_What to produce_: Return the entries below verbatim, omitting the pictures from your output.

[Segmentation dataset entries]
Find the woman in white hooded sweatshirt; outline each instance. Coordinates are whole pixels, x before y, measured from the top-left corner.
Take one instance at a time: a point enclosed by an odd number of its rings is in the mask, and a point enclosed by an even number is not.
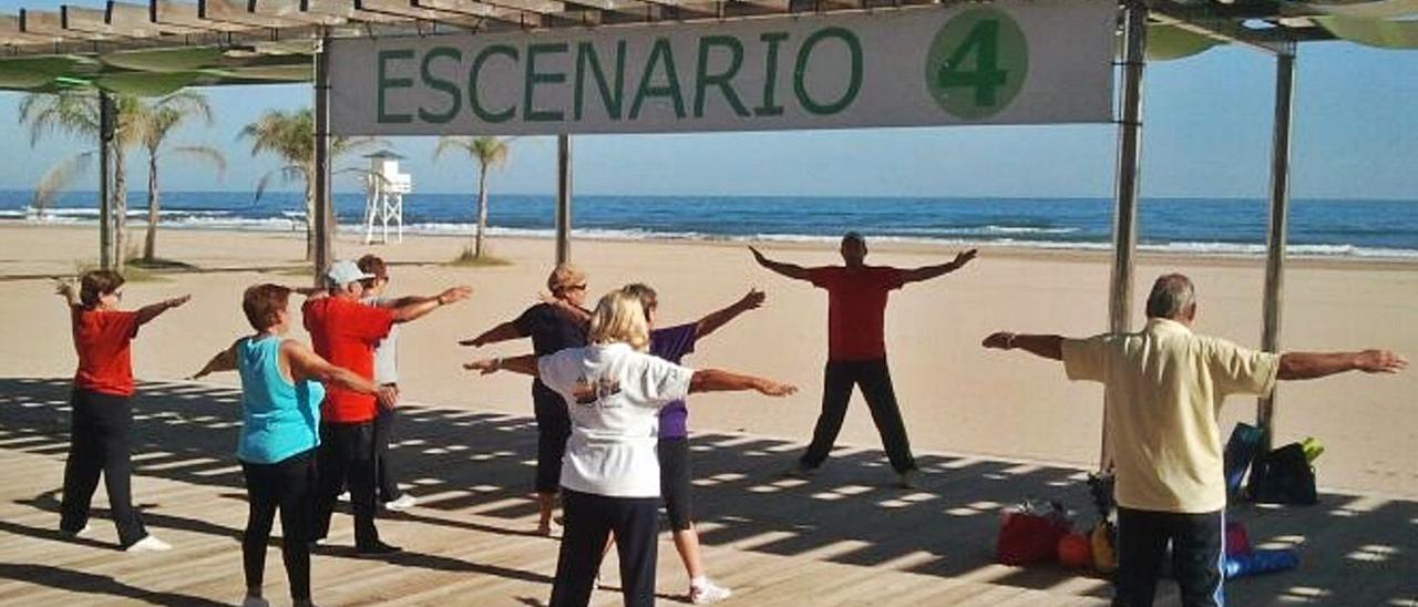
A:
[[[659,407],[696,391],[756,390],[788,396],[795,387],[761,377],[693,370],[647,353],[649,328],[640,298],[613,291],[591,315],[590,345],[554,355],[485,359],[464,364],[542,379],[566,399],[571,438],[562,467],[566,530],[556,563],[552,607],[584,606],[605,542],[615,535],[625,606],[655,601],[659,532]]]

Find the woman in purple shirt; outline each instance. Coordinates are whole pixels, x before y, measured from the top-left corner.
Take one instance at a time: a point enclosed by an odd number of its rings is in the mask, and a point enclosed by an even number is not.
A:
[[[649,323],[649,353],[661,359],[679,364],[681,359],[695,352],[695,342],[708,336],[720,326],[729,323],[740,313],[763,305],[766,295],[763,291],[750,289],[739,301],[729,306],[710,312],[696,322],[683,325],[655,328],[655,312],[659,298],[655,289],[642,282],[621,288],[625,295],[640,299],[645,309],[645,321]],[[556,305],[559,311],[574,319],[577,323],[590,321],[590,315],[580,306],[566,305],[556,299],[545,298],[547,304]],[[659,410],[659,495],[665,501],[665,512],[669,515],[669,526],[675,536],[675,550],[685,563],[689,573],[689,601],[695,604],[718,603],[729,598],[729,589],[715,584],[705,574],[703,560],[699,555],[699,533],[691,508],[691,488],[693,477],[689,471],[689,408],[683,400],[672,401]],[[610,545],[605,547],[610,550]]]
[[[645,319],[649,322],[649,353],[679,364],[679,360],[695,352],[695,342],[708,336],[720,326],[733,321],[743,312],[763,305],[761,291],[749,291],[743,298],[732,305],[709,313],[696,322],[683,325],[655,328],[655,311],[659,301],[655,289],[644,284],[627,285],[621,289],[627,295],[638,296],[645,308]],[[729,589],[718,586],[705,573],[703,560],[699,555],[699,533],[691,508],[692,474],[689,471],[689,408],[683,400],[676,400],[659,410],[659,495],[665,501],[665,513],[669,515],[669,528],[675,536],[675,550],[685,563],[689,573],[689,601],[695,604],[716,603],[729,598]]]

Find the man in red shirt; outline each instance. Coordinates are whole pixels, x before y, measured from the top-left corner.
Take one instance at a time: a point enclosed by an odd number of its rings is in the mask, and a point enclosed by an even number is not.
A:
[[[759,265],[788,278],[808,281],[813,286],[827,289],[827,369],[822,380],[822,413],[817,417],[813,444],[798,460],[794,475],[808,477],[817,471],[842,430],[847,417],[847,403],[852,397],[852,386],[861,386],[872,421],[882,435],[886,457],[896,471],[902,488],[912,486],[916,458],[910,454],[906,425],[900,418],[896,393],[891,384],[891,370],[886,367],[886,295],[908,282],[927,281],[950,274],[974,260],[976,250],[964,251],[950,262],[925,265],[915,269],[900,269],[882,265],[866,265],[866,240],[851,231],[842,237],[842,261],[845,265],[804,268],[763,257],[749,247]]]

_Answer to this problem_:
Find the woman in white hooded sweatshirt; outline each instance. Coordinates are whole pixels, x before y, measured from the top-left corner.
Take one instance at a time: a point enclosed by an odd number of its rings is in the mask, and a point enclosed by an even number is not.
A:
[[[659,407],[696,391],[756,390],[788,396],[795,387],[761,377],[693,370],[647,353],[649,328],[640,298],[613,291],[591,315],[590,345],[554,355],[485,359],[464,364],[542,379],[566,399],[571,438],[562,467],[566,530],[556,563],[552,607],[584,606],[605,542],[615,535],[625,606],[655,601],[659,532]]]

Find the woman in purple shirt; outline each instance. Coordinates are whole pixels, x before y, measured from the top-left corner.
Take one instance at a time: a point enclosed by an odd number of its rings is in the mask, and a point enclosed by an even number is not.
A:
[[[649,323],[649,353],[661,359],[679,364],[681,359],[695,352],[695,342],[708,336],[720,326],[729,323],[740,313],[763,305],[766,295],[763,291],[750,289],[739,301],[729,306],[710,312],[696,322],[683,325],[655,328],[655,312],[659,298],[655,289],[642,282],[621,288],[625,295],[640,299],[645,309],[645,321]],[[556,305],[559,311],[574,319],[577,323],[590,321],[590,315],[580,306],[566,305],[556,299],[545,298],[547,304]],[[659,410],[659,495],[665,501],[665,512],[669,515],[669,526],[675,536],[675,550],[685,563],[689,573],[689,601],[695,604],[718,603],[729,598],[729,589],[715,584],[705,574],[703,560],[699,555],[699,533],[691,508],[691,488],[693,477],[689,471],[689,408],[683,400],[672,401]],[[610,545],[605,547],[610,550]]]
[[[645,319],[649,322],[649,353],[679,364],[679,360],[695,352],[695,342],[708,336],[720,326],[733,321],[743,312],[763,305],[761,291],[749,291],[743,298],[732,305],[709,313],[696,322],[683,325],[655,328],[655,311],[659,301],[655,289],[644,284],[627,285],[621,289],[627,295],[638,296],[645,308]],[[729,589],[718,586],[705,573],[703,560],[699,555],[699,533],[691,508],[692,474],[689,471],[689,408],[683,400],[676,400],[659,410],[659,495],[665,501],[665,513],[669,515],[669,528],[675,536],[675,550],[685,563],[689,573],[689,601],[695,604],[716,603],[729,598]]]

Find the man in red shirt; outline each instance. Coordinates are whole pixels, x before y, measured from the top-left corner.
Take one instance at a time: a point enclosed by an odd number of its rings is in the mask, and a point enclosed by an even number is not.
A:
[[[759,265],[788,278],[808,281],[813,286],[827,289],[827,369],[822,380],[822,413],[817,417],[813,444],[798,460],[794,475],[808,477],[817,471],[842,430],[847,417],[847,403],[852,397],[852,386],[861,386],[872,421],[882,435],[886,457],[896,471],[902,488],[912,486],[916,458],[910,454],[906,425],[900,418],[896,393],[891,384],[891,370],[886,367],[886,295],[908,282],[927,281],[950,274],[974,260],[976,250],[964,251],[950,262],[925,265],[915,269],[900,269],[882,265],[866,265],[866,240],[851,231],[842,237],[842,261],[845,265],[804,268],[763,257],[749,247]]]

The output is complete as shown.